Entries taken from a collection
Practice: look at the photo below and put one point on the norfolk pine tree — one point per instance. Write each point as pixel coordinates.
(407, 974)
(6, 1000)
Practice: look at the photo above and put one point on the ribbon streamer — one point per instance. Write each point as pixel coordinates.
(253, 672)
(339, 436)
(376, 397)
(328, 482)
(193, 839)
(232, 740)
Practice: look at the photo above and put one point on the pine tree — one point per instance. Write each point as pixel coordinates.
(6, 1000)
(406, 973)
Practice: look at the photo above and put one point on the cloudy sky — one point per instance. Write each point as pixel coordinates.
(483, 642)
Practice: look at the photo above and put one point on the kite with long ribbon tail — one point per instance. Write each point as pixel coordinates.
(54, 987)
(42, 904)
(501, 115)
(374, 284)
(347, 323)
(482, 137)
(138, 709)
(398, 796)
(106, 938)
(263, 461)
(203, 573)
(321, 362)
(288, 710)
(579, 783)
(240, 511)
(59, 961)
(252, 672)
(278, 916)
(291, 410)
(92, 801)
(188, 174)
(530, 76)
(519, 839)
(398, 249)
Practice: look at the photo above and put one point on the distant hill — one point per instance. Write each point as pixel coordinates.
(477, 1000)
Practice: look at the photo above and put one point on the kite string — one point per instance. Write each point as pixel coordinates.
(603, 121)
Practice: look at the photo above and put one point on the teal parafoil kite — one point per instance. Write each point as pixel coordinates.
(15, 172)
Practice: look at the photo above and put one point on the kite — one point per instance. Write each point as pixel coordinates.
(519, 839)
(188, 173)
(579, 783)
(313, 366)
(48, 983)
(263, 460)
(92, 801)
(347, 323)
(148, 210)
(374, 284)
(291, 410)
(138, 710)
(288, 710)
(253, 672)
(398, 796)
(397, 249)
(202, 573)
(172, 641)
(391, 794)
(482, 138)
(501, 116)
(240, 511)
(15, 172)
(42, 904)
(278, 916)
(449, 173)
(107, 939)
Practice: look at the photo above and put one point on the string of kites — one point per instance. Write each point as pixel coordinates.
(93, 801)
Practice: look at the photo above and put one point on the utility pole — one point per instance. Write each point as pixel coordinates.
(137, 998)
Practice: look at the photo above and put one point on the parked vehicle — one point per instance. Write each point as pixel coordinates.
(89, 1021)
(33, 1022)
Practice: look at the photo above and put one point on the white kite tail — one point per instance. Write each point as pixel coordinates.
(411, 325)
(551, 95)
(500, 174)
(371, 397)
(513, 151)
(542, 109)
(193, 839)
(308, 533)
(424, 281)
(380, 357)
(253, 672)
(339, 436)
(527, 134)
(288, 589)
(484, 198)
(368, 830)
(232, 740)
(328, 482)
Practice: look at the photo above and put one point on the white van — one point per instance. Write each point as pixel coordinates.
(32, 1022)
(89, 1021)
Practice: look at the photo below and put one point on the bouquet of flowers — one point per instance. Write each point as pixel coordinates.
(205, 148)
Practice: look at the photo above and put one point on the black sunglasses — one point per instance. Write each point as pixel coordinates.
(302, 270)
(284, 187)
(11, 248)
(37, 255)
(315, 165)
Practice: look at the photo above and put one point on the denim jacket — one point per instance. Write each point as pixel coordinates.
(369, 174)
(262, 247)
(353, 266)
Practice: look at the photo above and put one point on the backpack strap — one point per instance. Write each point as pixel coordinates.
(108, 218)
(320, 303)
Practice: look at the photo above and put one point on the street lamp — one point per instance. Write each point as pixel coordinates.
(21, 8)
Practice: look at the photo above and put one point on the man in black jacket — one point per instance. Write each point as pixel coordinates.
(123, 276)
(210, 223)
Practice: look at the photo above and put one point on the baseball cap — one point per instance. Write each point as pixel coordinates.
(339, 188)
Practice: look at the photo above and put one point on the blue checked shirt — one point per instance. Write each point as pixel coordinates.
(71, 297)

* **PROMPT**
Output every line above without altering anything.

* **OUTPUT BELOW**
Practice: look at the photo below and put one point on the norfolk pine tree — one point per instance. Write each point as pixel coordinates.
(407, 974)
(6, 1000)
Practice: look at the photo above and put one point on the ribbon streamer — one point per instance. Write each point as pixel coordinates.
(253, 672)
(339, 436)
(376, 397)
(328, 482)
(193, 839)
(232, 740)
Practice: look at the photo above and put one point on the pine tree — one point per instance. Write each point as pixel coordinates.
(6, 1000)
(406, 973)
Practice: look at the photo above and put one point on the cloudy sky — one point per instance. Write each point as pixel coordinates.
(483, 642)
Practice: look at the photo above and put one point on the kite with long ribbon tail — one point per instance. Write each point as pixel coordinates.
(54, 987)
(42, 904)
(501, 115)
(374, 284)
(347, 323)
(482, 137)
(138, 709)
(398, 796)
(106, 938)
(263, 461)
(203, 573)
(321, 362)
(288, 710)
(579, 783)
(240, 511)
(59, 961)
(252, 672)
(278, 916)
(291, 410)
(92, 801)
(188, 174)
(530, 76)
(519, 839)
(398, 249)
Practice: look at the photo above and put one point on the distant hill — one point per instance. Write each point as pixel coordinates.
(477, 1000)
Practice: look at the photo above and put one point on the kite string — one point per instance. Write each point as pixel coordinates.
(603, 121)
Practice: look at the photo above and put one point on the teal parafoil kite — one point per instance. Write each point as pixel coordinates.
(15, 172)
Practice: look at the photo above and put one point on the kite — one point per instance. Write each point as pixel coordinates.
(519, 839)
(188, 173)
(579, 783)
(313, 366)
(48, 983)
(263, 460)
(92, 801)
(347, 323)
(148, 210)
(374, 284)
(291, 410)
(138, 710)
(288, 710)
(253, 672)
(398, 796)
(397, 249)
(202, 573)
(172, 641)
(391, 794)
(482, 138)
(501, 116)
(240, 511)
(15, 172)
(42, 904)
(278, 916)
(449, 173)
(107, 939)
Practice: look at the photo above and put one point on the string of kites — one point per instance. Write each point as pixel coordinates.
(93, 801)
Practice: look at the photo above and put one point on the utility pole — one point per instance. Write each point as pixel coordinates.
(137, 998)
Practice: look at the photo above and put one point on the parked vehicle — one point per instance. Write each point as pixel coordinates.
(89, 1021)
(33, 1022)
Practice: look at the photo above and put one point on the white kite tail — one point per instance. Write each point as pixel coordinates.
(411, 325)
(551, 95)
(500, 174)
(371, 397)
(513, 151)
(542, 109)
(193, 839)
(308, 533)
(424, 281)
(380, 357)
(253, 672)
(339, 436)
(527, 134)
(288, 589)
(484, 198)
(368, 830)
(232, 740)
(328, 482)
Practice: look at the photo above and put one point on the white van — one point per instance. Write each point as pixel coordinates.
(32, 1022)
(89, 1021)
Practice: look at the photo below and put one point on the bouquet of flowers — one point per instance. Write each point as pixel coordinates.
(205, 148)
Practice: look at the photo above and put one point on the black sunglasses — one point per instance. Write each point as pixel coordinates.
(302, 270)
(284, 187)
(11, 248)
(37, 255)
(315, 165)
Practice: look at the photo above and put one point on the denim jacket — one point per instance. Write each point as pixel coordinates.
(369, 174)
(262, 247)
(353, 266)
Practice: look at the photo above and put one point on the backpack strap — one point per instance. Write each point as pixel coordinates.
(108, 218)
(320, 303)
Practice: look at the photo above and put one point on the street lamp — one point per instance. Write each point as pixel coordinates.
(21, 8)
Practice: look at the photo above and put one point on the man in black jacket — one point per instance. Write each point as pixel coordinates.
(123, 276)
(210, 223)
Practice: look at the photo above and put one point on the baseball cap — one point per instance. Write each point as pixel coordinates.
(339, 188)
Practice: look at the photo above and put one point on the blue checked shirt — one point per instance. Write each point as pixel coordinates.
(71, 297)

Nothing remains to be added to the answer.